◆ **Short task a**:
In the thread below about a 12-foot Alumacraft, why does one reply say that using pressure-treated wood in the boat is a bad idea? Answer in one to three sentences.

◆ **Extract**:
-- Begin --

# 12 foot alumacraft



## wissinger3478 (Mar 11, 2011)

hi, my name is nick, im 18 years old and i have been work on my boat for about three weeks now, and just found this site. i have plenty of picture and will post them shortly and i would like to know what you think of it.


----------



## PartsMan (Mar 11, 2011)

PIC TEASE!

Welcome to the sight!


----------



## wissinger3478 (Mar 11, 2011)

some


----------



## wissinger3478 (Mar 11, 2011)

few more pictures


----------



## wissinger3478 (Mar 11, 2011)

....


----------



## wissinger3478 (Mar 11, 2011)

they wood part is completely done. im am trying to save some money to paint it and then so i can buy the carpet and lights and all the hinges and latch pulls!


----------



## jfetter20 (Mar 11, 2011)

i hate to be the one to point this out but i see one really really bad thing to start with. it looks to me as if you used pressure treated wood for some of the stringers and decking? if so........ that is not going to end well. aluminum and pressure treated wood is a big no no. the copper and other chemicals in the pressure treated wood will destroy the aluminum. best bet is to use regular wood and decking and cote it with either spar urathane or fiberglass resin.


----------



## Ictalurus (Mar 11, 2011)

Nice looking boat man, you sure put some work into that 12'. With the pressure treated stuff, coat it really well with paint and go. Odds are you'll realize you want something bigger than the 12' before you run into any problems.

-- End --

◆ **Extracted data**:

-- Begin --

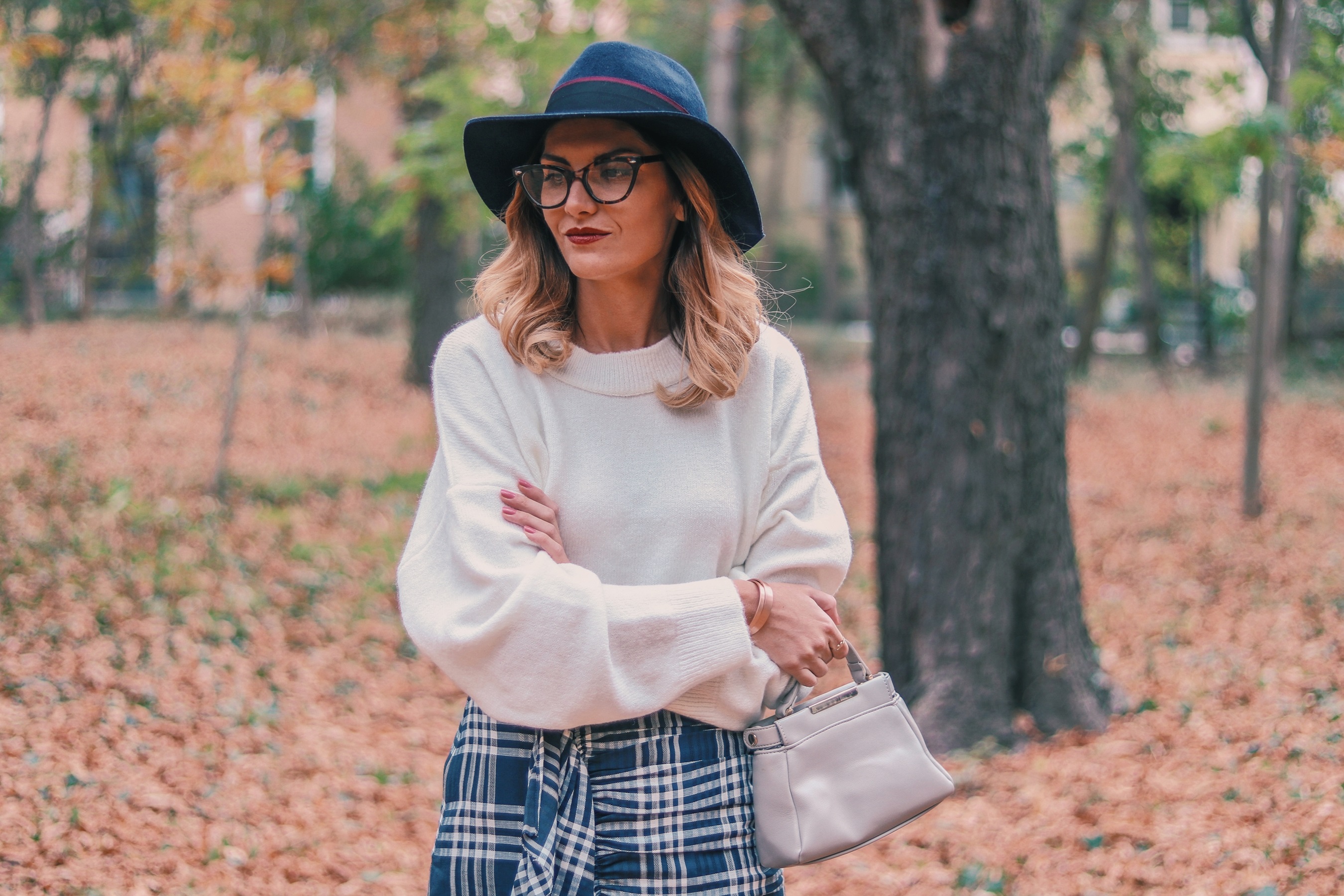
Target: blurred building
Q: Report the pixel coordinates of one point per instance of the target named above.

-- End --
-- Begin --

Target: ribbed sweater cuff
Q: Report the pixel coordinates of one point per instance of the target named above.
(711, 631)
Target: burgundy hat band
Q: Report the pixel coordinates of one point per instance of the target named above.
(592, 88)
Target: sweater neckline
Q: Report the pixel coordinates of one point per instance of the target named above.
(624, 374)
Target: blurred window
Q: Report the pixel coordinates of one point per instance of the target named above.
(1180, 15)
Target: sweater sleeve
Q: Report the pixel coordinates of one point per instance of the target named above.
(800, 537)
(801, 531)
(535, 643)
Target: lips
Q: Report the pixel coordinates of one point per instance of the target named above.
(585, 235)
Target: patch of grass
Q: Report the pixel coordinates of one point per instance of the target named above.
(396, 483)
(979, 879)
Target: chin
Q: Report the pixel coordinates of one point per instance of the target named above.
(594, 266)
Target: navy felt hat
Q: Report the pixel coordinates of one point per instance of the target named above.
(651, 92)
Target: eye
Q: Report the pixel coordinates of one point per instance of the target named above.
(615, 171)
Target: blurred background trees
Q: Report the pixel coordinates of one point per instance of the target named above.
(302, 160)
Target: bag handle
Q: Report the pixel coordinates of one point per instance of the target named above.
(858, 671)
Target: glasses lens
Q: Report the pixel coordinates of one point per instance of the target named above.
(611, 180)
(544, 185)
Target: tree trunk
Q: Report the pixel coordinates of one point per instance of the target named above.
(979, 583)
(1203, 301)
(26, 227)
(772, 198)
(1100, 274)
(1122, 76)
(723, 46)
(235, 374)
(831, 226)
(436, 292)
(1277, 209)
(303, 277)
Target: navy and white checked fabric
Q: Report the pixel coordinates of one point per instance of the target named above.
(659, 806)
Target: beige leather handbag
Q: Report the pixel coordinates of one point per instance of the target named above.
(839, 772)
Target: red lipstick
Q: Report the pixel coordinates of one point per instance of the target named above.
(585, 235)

-- End --

◆ **Short task b**:
How many lines of the records above contain the word "blurred", matching case exactly? Give only the number.

◆ **Worked answer a**:
The copper and other chemicals in pressure-treated wood will destroy the aluminum of the boat.

◆ **Worked answer b**:
3